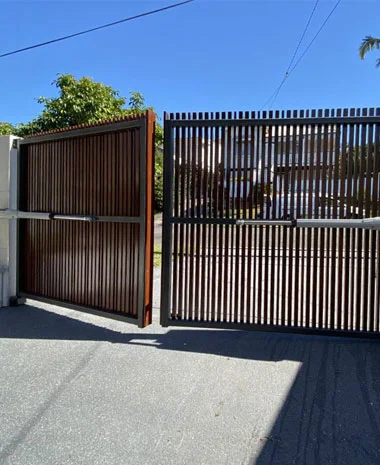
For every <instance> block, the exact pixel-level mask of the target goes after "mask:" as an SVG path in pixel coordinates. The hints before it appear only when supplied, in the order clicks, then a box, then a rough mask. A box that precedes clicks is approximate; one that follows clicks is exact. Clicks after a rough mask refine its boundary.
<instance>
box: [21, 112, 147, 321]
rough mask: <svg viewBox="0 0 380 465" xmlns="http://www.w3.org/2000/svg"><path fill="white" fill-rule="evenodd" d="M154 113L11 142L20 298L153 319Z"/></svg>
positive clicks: (67, 130)
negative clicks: (19, 170) (18, 147)
mask: <svg viewBox="0 0 380 465" xmlns="http://www.w3.org/2000/svg"><path fill="white" fill-rule="evenodd" d="M153 147H154V113H152V112H147V113H146V114H144V115H140V116H135V117H127V118H124V119H122V120H118V121H114V122H108V123H101V124H96V125H92V126H89V125H87V126H82V127H76V128H70V129H69V130H62V131H58V132H52V133H45V134H43V135H39V136H37V137H32V138H28V139H24V140H22V141H21V145H20V201H19V202H20V205H19V209H20V211H23V212H26V213H25V214H24V216H29V218H28V219H22V220H20V232H19V235H20V237H19V244H20V245H19V270H20V272H19V295H21V296H25V297H30V298H34V299H38V300H48V301H49V302H55V303H64V304H65V305H66V306H67V305H70V306H72V307H74V308H78V309H81V310H84V311H88V312H94V313H98V314H101V315H104V316H113V317H116V318H123V319H127V320H128V321H130V322H135V323H137V324H138V325H139V326H140V327H143V326H146V325H148V324H150V323H151V319H152V257H153V255H152V253H153V251H152V247H153V189H152V186H153V163H154V161H153V158H154V156H153Z"/></svg>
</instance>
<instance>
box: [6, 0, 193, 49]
mask: <svg viewBox="0 0 380 465" xmlns="http://www.w3.org/2000/svg"><path fill="white" fill-rule="evenodd" d="M194 1H195V0H185V1H183V2H180V3H175V4H173V5H168V6H164V7H162V8H157V9H156V10H151V11H146V12H145V13H140V14H138V15H135V16H130V17H129V18H124V19H120V20H118V21H114V22H112V23H108V24H103V25H101V26H97V27H93V28H91V29H87V30H85V31H81V32H76V33H74V34H70V35H67V36H63V37H58V38H57V39H52V40H48V41H46V42H40V43H38V44H34V45H30V46H28V47H24V48H20V49H18V50H13V51H11V52H6V53H3V54H2V55H0V58H4V57H7V56H10V55H15V54H16V53H21V52H26V51H27V50H32V49H34V48H39V47H44V46H45V45H50V44H54V43H56V42H61V41H62V40H67V39H72V38H73V37H78V36H82V35H84V34H89V33H90V32H94V31H99V30H100V29H105V28H107V27H111V26H116V25H117V24H121V23H126V22H128V21H133V20H134V19H138V18H143V17H144V16H150V15H153V14H156V13H160V12H161V11H166V10H170V9H172V8H177V7H179V6H182V5H185V4H186V3H191V2H194Z"/></svg>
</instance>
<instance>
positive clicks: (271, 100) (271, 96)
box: [260, 0, 319, 111]
mask: <svg viewBox="0 0 380 465" xmlns="http://www.w3.org/2000/svg"><path fill="white" fill-rule="evenodd" d="M318 3H319V0H316V2H315V3H314V7H313V9H312V10H311V13H310V15H309V19H308V20H307V22H306V25H305V27H304V30H303V32H302V35H301V37H300V39H299V41H298V44H297V46H296V48H295V50H294V53H293V56H292V58H291V60H290V62H289V65H288V68H287V70H286V73H285V76H284V77H283V78H282V81H281V82H280V85H279V86H278V87H277V88H276V89H275V91H274V92H273V94H272V95H271V96H270V97H269V99H268V100H267V101H266V102H265V103H264V105H263V106H262V107H261V109H260V111H261V110H263V109H264V108H265V107H266V106H267V105H268V104H269V103H270V102H272V103H271V104H270V107H269V108H272V105H273V103H274V102H275V100H276V98H277V96H278V94H279V93H280V91H281V88H282V86H283V85H284V84H285V81H286V78H287V77H288V75H289V71H290V68H291V66H292V65H293V63H294V60H295V58H296V56H297V53H298V50H299V48H300V46H301V44H302V41H303V39H304V37H305V35H306V32H307V30H308V29H309V26H310V23H311V20H312V19H313V16H314V13H315V10H316V9H317V6H318Z"/></svg>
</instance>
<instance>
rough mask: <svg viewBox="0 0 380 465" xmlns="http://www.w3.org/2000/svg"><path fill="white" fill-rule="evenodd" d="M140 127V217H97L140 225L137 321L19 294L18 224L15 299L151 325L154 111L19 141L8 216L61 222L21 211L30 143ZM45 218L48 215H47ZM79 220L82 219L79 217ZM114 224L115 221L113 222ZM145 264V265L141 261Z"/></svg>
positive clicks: (18, 235) (51, 217)
mask: <svg viewBox="0 0 380 465" xmlns="http://www.w3.org/2000/svg"><path fill="white" fill-rule="evenodd" d="M131 128H140V138H139V139H140V140H139V160H140V169H139V173H140V175H139V183H140V187H139V191H140V211H139V213H140V214H139V216H138V217H101V216H100V217H95V221H101V222H111V221H112V218H116V222H125V223H133V224H139V253H138V257H139V270H138V273H139V278H138V309H137V318H133V317H131V316H129V315H124V314H122V313H119V312H116V311H110V310H105V309H104V310H103V309H101V308H91V307H86V306H82V305H78V304H74V303H71V302H68V301H61V300H55V299H51V298H48V297H43V296H39V295H34V294H29V293H26V292H22V291H20V267H22V266H23V263H22V253H21V250H20V248H21V244H20V236H21V233H20V229H21V228H20V226H21V225H20V224H19V225H18V228H17V230H18V233H17V241H16V242H17V246H16V263H17V267H16V290H17V294H16V296H17V297H16V300H18V299H19V298H20V297H21V298H22V299H25V298H29V299H32V300H36V301H40V302H44V303H48V304H52V305H57V306H60V307H65V308H70V309H73V310H79V311H81V312H84V313H89V314H93V315H97V316H102V317H107V318H110V319H115V320H121V321H126V322H129V323H134V324H137V326H138V327H139V328H144V327H145V326H148V325H149V324H151V323H152V306H153V303H152V299H153V237H154V210H153V209H154V206H153V205H154V188H153V184H154V134H155V113H154V112H153V111H152V110H147V111H146V112H145V113H142V114H138V115H134V116H132V117H127V118H125V119H123V120H120V121H117V122H112V121H110V122H108V121H105V122H100V123H94V125H83V126H79V127H73V128H65V129H62V130H57V131H51V132H49V133H46V134H41V135H36V136H31V137H28V138H25V139H20V140H19V141H18V163H17V165H18V166H17V210H16V211H12V212H9V213H14V216H15V217H16V218H20V219H21V218H22V216H23V213H27V215H25V216H27V217H28V218H29V219H33V218H34V219H39V220H40V221H60V220H64V218H61V219H55V220H54V215H50V218H45V219H41V212H23V211H20V206H21V205H22V203H23V201H24V199H25V195H26V192H25V191H24V189H23V182H24V177H25V170H24V167H25V165H24V159H25V158H24V157H25V155H24V153H25V147H26V146H27V145H29V144H33V143H39V142H46V141H55V140H61V139H70V138H73V137H81V136H87V135H98V134H104V133H109V132H115V131H119V130H124V129H131ZM45 215H46V213H45ZM60 216H63V217H64V216H67V217H70V218H67V220H69V221H75V219H74V218H73V215H60ZM74 216H78V218H77V219H78V220H83V218H79V216H82V215H74ZM114 221H115V220H114ZM141 261H143V264H141V263H140V262H141Z"/></svg>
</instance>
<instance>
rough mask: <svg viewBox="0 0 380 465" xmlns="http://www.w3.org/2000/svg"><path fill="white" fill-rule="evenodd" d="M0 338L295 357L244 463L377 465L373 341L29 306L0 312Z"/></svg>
mask: <svg viewBox="0 0 380 465" xmlns="http://www.w3.org/2000/svg"><path fill="white" fill-rule="evenodd" d="M0 338H11V339H17V338H19V339H54V340H81V341H107V342H111V343H118V344H133V345H149V346H150V347H155V348H157V349H159V350H160V349H161V350H173V351H183V352H196V353H208V354H214V355H219V356H225V357H235V358H239V359H245V360H263V361H272V362H280V361H282V360H293V361H297V362H301V363H302V367H301V369H300V371H299V374H298V376H297V378H296V380H295V381H294V384H293V386H292V389H291V390H290V392H289V395H288V397H287V399H286V400H285V402H284V404H283V407H282V410H281V412H280V414H279V416H278V418H277V420H276V422H275V423H274V425H273V427H272V430H271V432H270V434H268V435H267V436H266V438H264V442H263V444H262V450H261V453H260V455H259V457H256V458H252V460H251V462H249V463H250V464H251V465H253V464H257V465H285V464H299V465H303V464H307V465H312V464H315V465H317V464H318V465H327V464H333V465H336V464H342V465H343V464H345V465H367V464H371V465H372V464H373V465H375V464H379V463H380V341H379V342H377V341H365V340H357V339H343V338H342V339H340V338H329V337H326V336H324V337H317V336H297V335H286V334H274V333H258V332H246V331H228V330H224V331H217V330H196V329H194V330H187V329H175V330H174V329H172V330H169V331H167V332H166V333H164V334H161V333H152V332H149V328H147V329H145V330H144V331H141V332H136V333H121V332H117V331H113V330H110V329H106V328H103V327H100V326H95V325H93V324H90V323H86V322H82V321H78V320H76V319H74V318H69V317H66V316H62V315H58V314H55V313H52V312H49V311H45V310H43V309H40V308H36V307H31V306H23V307H19V308H16V309H14V308H12V309H2V310H0ZM152 341H153V343H152ZM260 389H261V388H260Z"/></svg>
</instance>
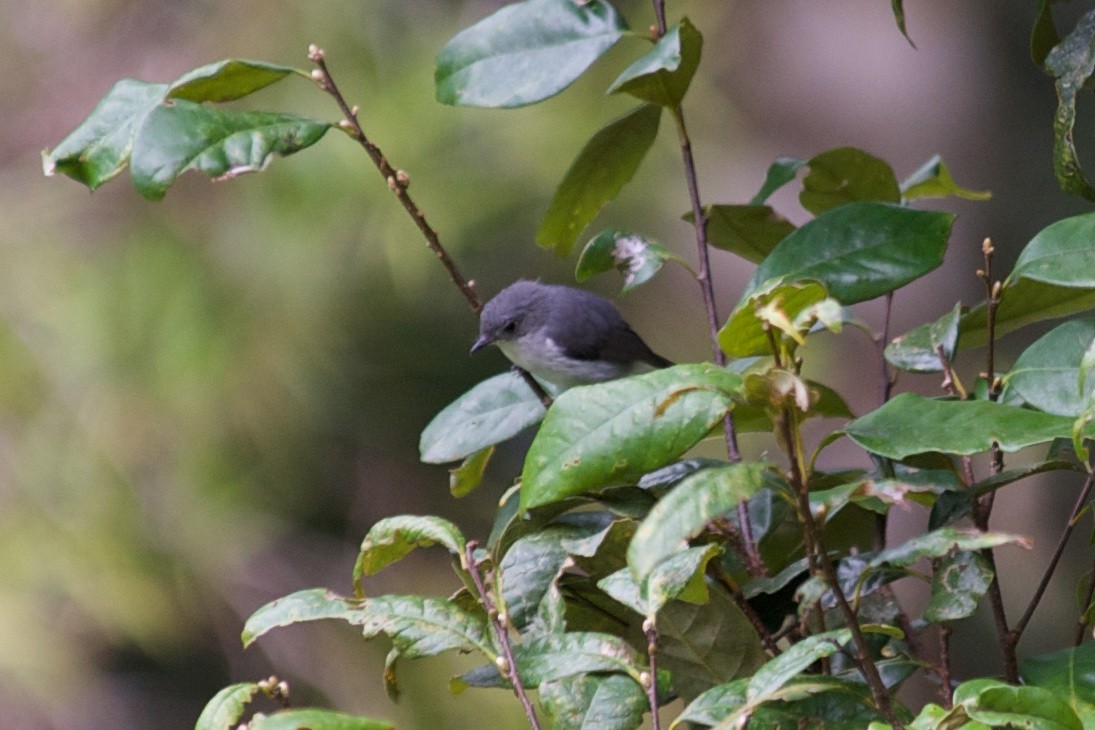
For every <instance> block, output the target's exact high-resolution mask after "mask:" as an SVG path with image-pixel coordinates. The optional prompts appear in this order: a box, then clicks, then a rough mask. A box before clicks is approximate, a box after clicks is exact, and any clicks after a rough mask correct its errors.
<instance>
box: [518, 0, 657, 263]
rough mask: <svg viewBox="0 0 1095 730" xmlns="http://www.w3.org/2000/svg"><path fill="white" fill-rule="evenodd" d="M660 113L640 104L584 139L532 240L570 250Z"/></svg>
mask: <svg viewBox="0 0 1095 730" xmlns="http://www.w3.org/2000/svg"><path fill="white" fill-rule="evenodd" d="M560 1H563V2H570V0H560ZM660 118H661V108H660V107H658V106H655V105H654V104H644V105H643V106H639V107H638V108H636V109H633V111H632V112H629V113H627V114H625V115H624V116H622V117H620V118H619V119H616V120H615V121H613V123H612V124H610V125H608V126H607V127H603V128H601V129H600V130H599V131H598V132H597V134H596V135H593V136H592V138H590V140H589V141H588V142H586V147H584V148H583V150H581V152H579V153H578V157H577V158H576V159H575V161H574V162H573V163H570V167H569V169H568V170H567V171H566V174H565V175H564V176H563V182H562V183H560V184H558V187H557V188H556V189H555V195H554V197H552V201H551V205H550V206H549V207H547V212H546V213H544V218H543V220H542V221H541V222H540V229H539V230H538V231H537V244H539V245H540V246H542V247H544V248H550V250H552V251H554V252H555V253H556V254H558V255H560V256H566V255H568V254H569V253H570V251H572V250H573V248H574V244H575V242H576V241H577V240H578V236H579V235H581V232H583V231H584V230H586V227H587V225H589V224H590V223H591V222H592V221H593V219H595V218H596V217H597V213H599V212H600V210H601V208H603V207H604V205H606V204H607V202H608V201H609V200H611V199H612V198H614V197H615V196H616V194H618V193H620V190H621V189H623V186H624V185H626V184H627V182H629V181H631V178H632V177H633V176H634V175H635V171H636V170H638V165H639V163H641V162H642V161H643V158H645V157H646V152H647V151H648V150H649V149H650V146H652V144H654V138H655V137H657V135H658V121H659V120H660Z"/></svg>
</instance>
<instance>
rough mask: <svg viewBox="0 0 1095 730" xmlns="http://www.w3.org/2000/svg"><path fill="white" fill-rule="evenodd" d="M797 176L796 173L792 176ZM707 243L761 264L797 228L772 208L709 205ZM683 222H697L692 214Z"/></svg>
mask: <svg viewBox="0 0 1095 730" xmlns="http://www.w3.org/2000/svg"><path fill="white" fill-rule="evenodd" d="M792 174H793V173H792ZM703 210H704V212H705V213H706V216H707V243H710V244H711V245H713V246H715V247H716V248H722V250H723V251H729V252H730V253H733V254H737V255H738V256H741V257H742V258H745V259H746V260H749V262H752V263H753V264H760V263H761V262H762V260H764V258H766V257H768V255H769V254H770V253H772V250H773V248H775V245H776V244H777V243H780V242H781V241H783V240H784V239H785V237H787V236H788V235H791V234H792V233H793V232H794V231H795V225H794V223H792V222H791V221H788V220H787V219H786V218H784V217H783V216H781V215H779V213H777V212H775V211H774V210H772V208H771V207H770V206H765V205H761V204H751V205H748V206H707V207H705V208H704V209H703ZM683 219H684V220H687V221H688V222H690V223H692V222H694V217H693V216H692V213H690V212H689V213H685V215H684V216H683Z"/></svg>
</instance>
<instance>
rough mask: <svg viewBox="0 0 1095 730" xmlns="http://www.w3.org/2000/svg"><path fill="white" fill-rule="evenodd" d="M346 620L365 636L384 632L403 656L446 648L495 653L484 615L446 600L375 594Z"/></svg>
mask: <svg viewBox="0 0 1095 730" xmlns="http://www.w3.org/2000/svg"><path fill="white" fill-rule="evenodd" d="M350 623H351V624H356V625H360V626H361V630H362V633H364V635H365V638H367V639H371V638H372V637H374V636H377V635H378V634H385V635H388V636H389V637H391V639H392V644H393V645H394V646H395V648H397V649H399V650H400V654H402V656H403V657H406V658H407V659H417V658H419V657H433V656H434V654H438V653H440V652H442V651H449V650H456V651H479V652H480V653H483V654H485V656H486V657H488V658H489V659H492V660H493V659H494V657H495V656H497V651H496V650H495V648H494V645H493V637H491V636H489V634H488V629H487V626H486V622H485V621H484V618H483V617H481V616H477V615H473V614H471V613H469V612H468V611H464V610H463V609H461V607H460V606H458V605H456V604H454V603H452V602H451V601H449V600H448V599H435V598H424V596H422V595H378V596H377V598H370V599H366V600H365V601H364V603H362V604H361V609H360V612H359V615H358V616H357V617H356V619H354V621H350Z"/></svg>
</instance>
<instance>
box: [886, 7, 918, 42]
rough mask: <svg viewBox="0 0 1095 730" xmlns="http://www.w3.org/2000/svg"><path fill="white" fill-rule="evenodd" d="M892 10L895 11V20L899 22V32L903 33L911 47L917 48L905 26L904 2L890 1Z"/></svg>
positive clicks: (898, 26) (908, 31) (904, 36)
mask: <svg viewBox="0 0 1095 730" xmlns="http://www.w3.org/2000/svg"><path fill="white" fill-rule="evenodd" d="M890 9H891V10H892V11H894V20H895V21H897V30H899V31H901V35H903V36H904V39H906V40H908V42H909V45H910V46H912V47H913V48H915V47H917V44H914V43H913V42H912V38H911V37H909V30H908V28H907V27H906V25H904V0H890Z"/></svg>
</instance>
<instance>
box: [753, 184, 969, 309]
mask: <svg viewBox="0 0 1095 730" xmlns="http://www.w3.org/2000/svg"><path fill="white" fill-rule="evenodd" d="M953 221H954V216H952V215H949V213H941V212H932V211H926V210H911V209H909V208H902V207H900V206H894V205H889V204H884V202H874V201H865V202H852V204H849V205H846V206H841V207H839V208H835V209H833V210H829V211H827V212H823V213H821V215H820V216H818V217H817V218H815V219H814V220H811V221H810V222H808V223H806V224H805V225H803V227H802V228H799V229H798V230H797V231H795V232H794V233H792V234H791V235H788V236H787V237H786V239H784V240H783V241H782V242H780V244H779V245H777V246H776V247H775V248H774V250H773V251H772V253H771V254H770V255H769V257H768V258H765V259H764V262H763V263H762V264H761V265H760V266H759V267H758V268H757V270H756V271H754V273H753V277H752V279H750V281H749V285H748V286H747V287H746V290H745V292H744V293H742V296H741V300H740V301H742V302H745V301H748V299H749V298H750V297H752V296H753V294H754V293H757V292H759V291H764V290H766V289H769V288H770V287H772V286H774V285H775V283H777V282H782V281H798V280H803V279H812V280H817V281H820V282H821V283H822V285H825V287H826V289H828V291H829V294H830V296H832V297H834V298H835V299H837V300H839V301H840V302H841V303H842V304H854V303H856V302H862V301H866V300H868V299H874V298H875V297H880V296H883V294H885V293H887V292H889V291H894V290H895V289H898V288H900V287H902V286H904V285H906V283H908V282H910V281H912V280H913V279H917V278H919V277H921V276H923V275H924V274H927V273H929V271H931V270H932V269H934V268H936V267H937V266H940V264H942V263H943V253H944V251H945V250H946V245H947V239H948V236H949V235H950V224H952V222H953ZM739 305H740V304H739Z"/></svg>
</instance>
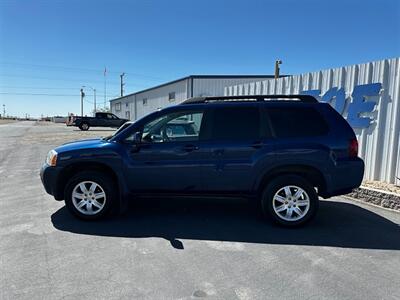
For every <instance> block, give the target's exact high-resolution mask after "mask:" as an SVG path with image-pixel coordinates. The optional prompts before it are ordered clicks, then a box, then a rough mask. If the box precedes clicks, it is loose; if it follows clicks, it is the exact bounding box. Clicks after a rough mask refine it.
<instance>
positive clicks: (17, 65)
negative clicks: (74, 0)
mask: <svg viewBox="0 0 400 300" xmlns="http://www.w3.org/2000/svg"><path fill="white" fill-rule="evenodd" d="M0 64H2V65H14V66H30V67H33V68H51V69H62V70H64V71H68V72H75V71H84V72H94V73H99V74H101V73H103V72H104V70H101V69H89V68H81V67H67V66H54V65H41V64H26V63H14V62H0ZM107 73H112V74H120V73H121V71H109V70H108V69H107ZM125 73H126V74H127V75H129V76H134V77H135V76H136V77H143V78H147V79H153V80H166V78H165V77H159V76H153V75H147V74H142V73H131V72H125Z"/></svg>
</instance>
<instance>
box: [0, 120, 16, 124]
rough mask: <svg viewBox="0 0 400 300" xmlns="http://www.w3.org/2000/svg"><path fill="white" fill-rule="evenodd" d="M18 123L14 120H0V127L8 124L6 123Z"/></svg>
mask: <svg viewBox="0 0 400 300" xmlns="http://www.w3.org/2000/svg"><path fill="white" fill-rule="evenodd" d="M15 122H18V121H16V120H8V119H0V125H1V124H8V123H15Z"/></svg>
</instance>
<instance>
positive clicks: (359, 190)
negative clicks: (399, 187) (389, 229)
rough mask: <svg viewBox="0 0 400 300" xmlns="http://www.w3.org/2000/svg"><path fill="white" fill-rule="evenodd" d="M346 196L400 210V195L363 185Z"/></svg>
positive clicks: (399, 210)
mask: <svg viewBox="0 0 400 300" xmlns="http://www.w3.org/2000/svg"><path fill="white" fill-rule="evenodd" d="M346 196H348V197H351V198H355V199H359V200H361V201H363V202H366V203H371V204H374V205H378V206H381V207H384V208H389V209H393V210H396V211H400V195H399V194H396V193H391V192H385V191H382V190H377V189H372V188H367V187H364V186H361V187H359V188H357V189H354V190H353V192H351V193H350V194H346Z"/></svg>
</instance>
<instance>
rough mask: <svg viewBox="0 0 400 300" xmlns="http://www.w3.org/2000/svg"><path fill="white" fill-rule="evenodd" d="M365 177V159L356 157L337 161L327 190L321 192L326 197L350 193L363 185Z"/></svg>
mask: <svg viewBox="0 0 400 300" xmlns="http://www.w3.org/2000/svg"><path fill="white" fill-rule="evenodd" d="M363 177H364V161H363V160H362V159H361V158H358V157H357V158H355V159H351V160H346V161H340V162H337V164H336V166H335V167H334V168H333V170H332V172H331V173H330V175H329V177H328V178H327V185H326V189H325V191H322V192H321V193H320V194H321V196H322V197H324V198H329V197H333V196H338V195H343V194H347V193H350V192H351V191H352V190H353V189H355V188H357V187H359V186H360V185H361V182H362V179H363Z"/></svg>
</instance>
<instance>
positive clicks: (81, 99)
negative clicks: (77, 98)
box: [81, 89, 85, 117]
mask: <svg viewBox="0 0 400 300" xmlns="http://www.w3.org/2000/svg"><path fill="white" fill-rule="evenodd" d="M84 97H85V93H84V92H83V89H81V117H83V98H84Z"/></svg>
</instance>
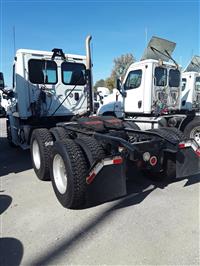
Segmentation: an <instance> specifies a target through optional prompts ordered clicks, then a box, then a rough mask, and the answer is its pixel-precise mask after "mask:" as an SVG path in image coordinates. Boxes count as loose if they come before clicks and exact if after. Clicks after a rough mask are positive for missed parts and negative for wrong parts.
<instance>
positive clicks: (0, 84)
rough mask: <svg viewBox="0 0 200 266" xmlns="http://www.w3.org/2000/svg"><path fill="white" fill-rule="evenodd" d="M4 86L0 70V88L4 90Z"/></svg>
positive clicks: (4, 84) (2, 75)
mask: <svg viewBox="0 0 200 266" xmlns="http://www.w3.org/2000/svg"><path fill="white" fill-rule="evenodd" d="M4 88H5V84H4V77H3V73H2V72H0V90H4Z"/></svg>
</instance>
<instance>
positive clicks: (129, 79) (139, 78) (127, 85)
mask: <svg viewBox="0 0 200 266" xmlns="http://www.w3.org/2000/svg"><path fill="white" fill-rule="evenodd" d="M141 81H142V70H140V69H138V70H134V71H131V72H130V73H129V75H128V78H127V80H126V83H125V89H126V90H130V89H136V88H138V87H140V84H141Z"/></svg>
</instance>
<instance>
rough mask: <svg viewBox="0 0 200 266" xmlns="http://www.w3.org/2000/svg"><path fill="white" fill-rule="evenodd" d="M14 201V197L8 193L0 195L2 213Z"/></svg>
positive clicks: (0, 201) (0, 213) (9, 205)
mask: <svg viewBox="0 0 200 266" xmlns="http://www.w3.org/2000/svg"><path fill="white" fill-rule="evenodd" d="M11 202H12V198H11V197H10V196H7V195H0V215H1V214H2V213H3V212H4V211H5V210H7V208H8V207H9V206H10V204H11Z"/></svg>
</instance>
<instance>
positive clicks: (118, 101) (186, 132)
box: [98, 37, 200, 143]
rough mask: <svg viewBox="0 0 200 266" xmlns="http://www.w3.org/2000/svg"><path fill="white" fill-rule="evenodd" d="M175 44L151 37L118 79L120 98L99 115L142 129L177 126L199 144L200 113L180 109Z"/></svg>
mask: <svg viewBox="0 0 200 266" xmlns="http://www.w3.org/2000/svg"><path fill="white" fill-rule="evenodd" d="M175 46H176V44H175V43H174V42H171V41H168V40H164V39H161V38H158V37H152V39H151V40H150V42H149V44H148V47H147V48H146V50H145V52H144V55H143V56H142V59H141V61H138V62H135V63H133V64H132V65H131V66H130V67H129V69H128V71H127V73H126V76H125V78H124V80H123V82H122V84H121V82H120V80H118V82H117V84H118V85H117V88H118V90H119V91H120V93H121V95H122V98H123V100H122V101H120V100H118V101H113V102H111V103H108V104H106V105H103V106H102V107H101V108H100V109H99V110H98V115H115V116H116V117H118V118H121V117H123V118H125V119H127V120H131V121H133V122H135V123H136V124H137V126H138V128H140V129H142V130H144V129H145V130H147V129H152V128H161V127H176V128H178V129H180V130H181V131H183V132H184V134H185V135H186V136H187V137H189V138H194V139H195V140H196V141H197V142H198V143H200V114H199V112H196V110H191V111H189V110H181V68H180V66H179V65H178V64H177V63H176V62H175V60H174V59H173V58H172V56H171V55H172V52H173V51H174V49H175ZM169 61H172V62H169Z"/></svg>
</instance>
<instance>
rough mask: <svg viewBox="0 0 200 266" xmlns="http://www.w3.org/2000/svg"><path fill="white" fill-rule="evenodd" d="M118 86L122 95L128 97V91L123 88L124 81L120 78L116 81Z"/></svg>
mask: <svg viewBox="0 0 200 266" xmlns="http://www.w3.org/2000/svg"><path fill="white" fill-rule="evenodd" d="M116 88H117V90H118V91H119V93H120V94H121V95H122V97H126V95H127V93H126V91H124V90H122V83H121V80H120V79H117V81H116Z"/></svg>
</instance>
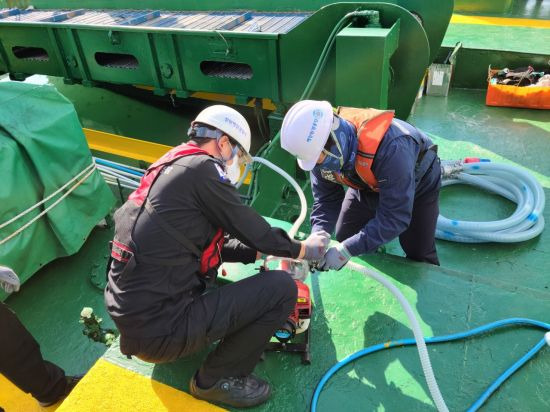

* **ACTIVITY**
Please count how many lines in the items above contain the string "follows", with case counting, and reply with the number alone.

* **TASK ANSWER**
2